Items listed in a dataset:

------------------------------

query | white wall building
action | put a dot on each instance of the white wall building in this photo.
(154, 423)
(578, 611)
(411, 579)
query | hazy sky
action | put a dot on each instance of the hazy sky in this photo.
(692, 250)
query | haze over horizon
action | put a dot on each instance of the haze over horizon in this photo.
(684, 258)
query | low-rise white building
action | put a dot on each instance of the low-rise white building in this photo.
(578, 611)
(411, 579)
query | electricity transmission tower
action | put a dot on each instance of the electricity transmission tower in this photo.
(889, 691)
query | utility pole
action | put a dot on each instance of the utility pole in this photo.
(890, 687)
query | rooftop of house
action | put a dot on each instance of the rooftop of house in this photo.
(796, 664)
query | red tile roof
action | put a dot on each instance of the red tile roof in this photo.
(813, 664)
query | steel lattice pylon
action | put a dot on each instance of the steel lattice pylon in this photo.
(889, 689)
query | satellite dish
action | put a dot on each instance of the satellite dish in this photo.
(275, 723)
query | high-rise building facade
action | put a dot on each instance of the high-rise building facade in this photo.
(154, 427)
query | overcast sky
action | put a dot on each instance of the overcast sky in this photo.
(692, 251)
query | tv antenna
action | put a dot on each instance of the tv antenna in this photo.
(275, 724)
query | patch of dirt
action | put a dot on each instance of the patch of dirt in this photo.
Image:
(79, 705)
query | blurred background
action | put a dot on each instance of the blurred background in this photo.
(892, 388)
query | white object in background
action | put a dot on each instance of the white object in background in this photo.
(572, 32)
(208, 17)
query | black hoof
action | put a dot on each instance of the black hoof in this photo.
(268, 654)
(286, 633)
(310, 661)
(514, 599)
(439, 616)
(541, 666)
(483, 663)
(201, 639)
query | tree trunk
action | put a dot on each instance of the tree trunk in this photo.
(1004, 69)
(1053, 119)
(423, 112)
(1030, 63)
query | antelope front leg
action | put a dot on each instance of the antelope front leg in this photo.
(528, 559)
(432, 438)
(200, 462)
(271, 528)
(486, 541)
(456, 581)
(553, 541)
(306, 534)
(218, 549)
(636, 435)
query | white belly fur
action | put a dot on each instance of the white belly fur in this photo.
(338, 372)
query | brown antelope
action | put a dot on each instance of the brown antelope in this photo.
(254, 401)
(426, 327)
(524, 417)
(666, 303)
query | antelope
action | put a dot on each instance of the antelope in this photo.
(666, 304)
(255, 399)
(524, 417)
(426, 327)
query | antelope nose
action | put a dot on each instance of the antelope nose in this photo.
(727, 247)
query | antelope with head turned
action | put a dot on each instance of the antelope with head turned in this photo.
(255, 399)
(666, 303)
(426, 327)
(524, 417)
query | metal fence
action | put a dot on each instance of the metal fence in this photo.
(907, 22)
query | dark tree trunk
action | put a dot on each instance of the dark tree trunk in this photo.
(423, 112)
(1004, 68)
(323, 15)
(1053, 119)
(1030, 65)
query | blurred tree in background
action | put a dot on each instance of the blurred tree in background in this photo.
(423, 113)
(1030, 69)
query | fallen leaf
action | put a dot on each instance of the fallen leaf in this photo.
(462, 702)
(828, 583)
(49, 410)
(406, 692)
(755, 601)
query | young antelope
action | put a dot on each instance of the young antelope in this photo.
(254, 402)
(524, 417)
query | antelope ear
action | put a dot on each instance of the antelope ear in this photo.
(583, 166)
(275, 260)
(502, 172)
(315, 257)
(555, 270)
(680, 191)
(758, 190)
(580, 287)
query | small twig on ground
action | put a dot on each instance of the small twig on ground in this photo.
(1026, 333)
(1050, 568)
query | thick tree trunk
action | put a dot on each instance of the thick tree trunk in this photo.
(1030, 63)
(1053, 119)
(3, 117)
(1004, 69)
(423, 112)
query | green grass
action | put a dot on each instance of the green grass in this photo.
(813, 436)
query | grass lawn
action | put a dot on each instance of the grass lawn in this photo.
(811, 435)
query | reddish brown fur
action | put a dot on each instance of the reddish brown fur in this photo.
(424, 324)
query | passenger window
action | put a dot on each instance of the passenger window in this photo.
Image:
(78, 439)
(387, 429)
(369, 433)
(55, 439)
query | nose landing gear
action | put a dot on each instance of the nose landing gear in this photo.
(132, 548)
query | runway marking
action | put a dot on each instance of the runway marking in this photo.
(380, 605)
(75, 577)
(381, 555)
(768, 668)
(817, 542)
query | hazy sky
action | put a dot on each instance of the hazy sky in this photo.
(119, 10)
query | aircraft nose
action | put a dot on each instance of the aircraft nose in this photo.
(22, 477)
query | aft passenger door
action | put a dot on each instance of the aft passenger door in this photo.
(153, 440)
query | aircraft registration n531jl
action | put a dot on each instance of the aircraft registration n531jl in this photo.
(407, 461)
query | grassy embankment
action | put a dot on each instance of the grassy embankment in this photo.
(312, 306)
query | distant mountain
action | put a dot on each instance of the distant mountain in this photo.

------------------------------

> _Task instructions_: Copy every entry exactly, missing none.

> _Answer box_:
query | white wall building
action | put a dot on each instance of the white wall building in this photo.
(154, 423)
(578, 611)
(411, 579)
query | hazy sky
action | put a dot on each instance of the hazy sky in this photo.
(692, 250)
query | haze over horizon
action | put a dot on each instance of the haze over horizon in this photo.
(684, 258)
query | low-rise white building
action | put a dot on each instance of the low-rise white building in this photo.
(578, 611)
(411, 579)
query | electricity transmission tower
action | put a dot on each instance of the electricity transmission tower in this photo.
(889, 691)
query | utility pole
action | put a dot on each instance of the utility pole in this photo.
(890, 687)
query | rooftop of house
action | put a dot on each instance of the rooftop of house in this photo.
(796, 664)
query | red tile roof
action | put a dot on each instance of the red tile roof in this photo.
(813, 664)
query | steel lattice pylon
action | put a dot on each instance of the steel lattice pylon in this photo.
(889, 689)
query | satellite dish
action | put a dot on each instance of the satellite dish in this photo.
(275, 723)
query | high-rise building facade
action | put a dot on each instance of the high-rise building facade in this photo.
(154, 427)
query | overcast sky
action | put a dot on each instance of the overcast sky in this photo.
(692, 251)
query | tv antenna
action | put a dot on each instance of the tv antenna in this photo.
(275, 724)
query | patch of dirt
action | put a dot on each instance of the patch of dirt in this photo.
Image:
(79, 705)
query | blurred background
action | put a dot on each instance of the blurred background in this photo.
(892, 388)
query | white object in background
action | put a dot on each instance of the white object in background in this photo.
(572, 32)
(208, 17)
query | black hoof
action | put a dot on each instance of the black hoof in this photo.
(268, 654)
(286, 633)
(310, 661)
(514, 599)
(439, 616)
(541, 666)
(483, 663)
(201, 639)
query | tree trunk
action | put a dot on each instance of the tree trunk in this photo.
(1004, 69)
(1053, 119)
(423, 112)
(1030, 63)
query | antelope front leg
action | put a dot on each instance of the antelope front leg in this photo.
(528, 559)
(432, 438)
(200, 462)
(271, 528)
(486, 541)
(456, 581)
(553, 541)
(306, 534)
(218, 549)
(636, 435)
query | white belly fur
action | put a dot on each instance of the white belly fur in this photo.
(338, 372)
query | brown antelope
action | put a dot on each instance of the brown antelope in this photo.
(254, 401)
(426, 327)
(524, 417)
(666, 303)
query | antelope
action | put a dot on each instance of the antelope in this photo.
(666, 304)
(255, 399)
(524, 417)
(426, 327)
query | antelope nose
action | put a dot on each instance of the antelope nose in this photo.
(727, 247)
query | antelope with head turned
action | put a dot on each instance of the antelope with head turned in this photo.
(255, 399)
(666, 303)
(426, 327)
(524, 417)
query | metal fence
action | put a dot on each instance of the metal fence in this photo.
(907, 22)
query | dark tree trunk
action | put a dot on each instance of the dark tree trunk in this photo.
(423, 112)
(1004, 68)
(323, 15)
(1053, 119)
(1030, 65)
query | blurred tree in background
action | put a dot on each instance of the blurred tree in background in this photo.
(423, 113)
(1030, 69)
query | fallen leaf
action | put a dot on each instance of the fallen leaf in this photo.
(462, 702)
(828, 583)
(49, 410)
(406, 692)
(755, 601)
query | young antelope
action | put a dot on each instance of the young antelope in this photo.
(254, 402)
(524, 417)
query | antelope ear
action | put a dot on each instance of the antelope ear in this photo.
(583, 166)
(275, 260)
(502, 172)
(315, 257)
(555, 270)
(680, 191)
(758, 190)
(580, 287)
query | small twig on ground
action | put a dot on each instance of the small twig on ground in this photo.
(1026, 333)
(1050, 568)
query | thick tree trunk
action | put a dot on each instance of the thick tree trunk in this photo.
(1030, 63)
(1053, 119)
(3, 117)
(1004, 69)
(423, 112)
query | green grass
action | put a dot on each instance of the green grass in this photo.
(813, 436)
query | grass lawn
action | put a dot on each instance of the grass lawn in this photo.
(811, 435)
query | reddish brown fur
action | put a dot on each instance of the reddish brown fur in this photo.
(424, 324)
query | passenger window
action | put a dot on each instance of the passenger window in this photo.
Image:
(78, 439)
(387, 429)
(369, 433)
(55, 439)
query | nose landing gear
action | put a dot on each instance of the nose landing gear in this photo.
(132, 548)
query | runway marking
action | put a dot on each instance of the runway marking in this photo.
(380, 605)
(75, 577)
(381, 555)
(768, 668)
(817, 542)
query | hazy sky
action | put a dot on each instance of the hazy sky in this photo.
(119, 10)
query | aircraft nose
action | put a dot on each instance of the aircraft nose in this photo.
(22, 477)
query | aft passenger door
action | put a dot on each instance of the aft passenger door in this photo.
(153, 440)
query | aircraft registration n531jl
action | put a dot on each instance of the aircraft registration n531jl in this photo.
(407, 461)
query | grassy embankment
action | put a dot on each instance of the grassy embankment in this photo.
(312, 306)
query | distant mountain
action | put a dot on each instance of the distant mountain in this photo.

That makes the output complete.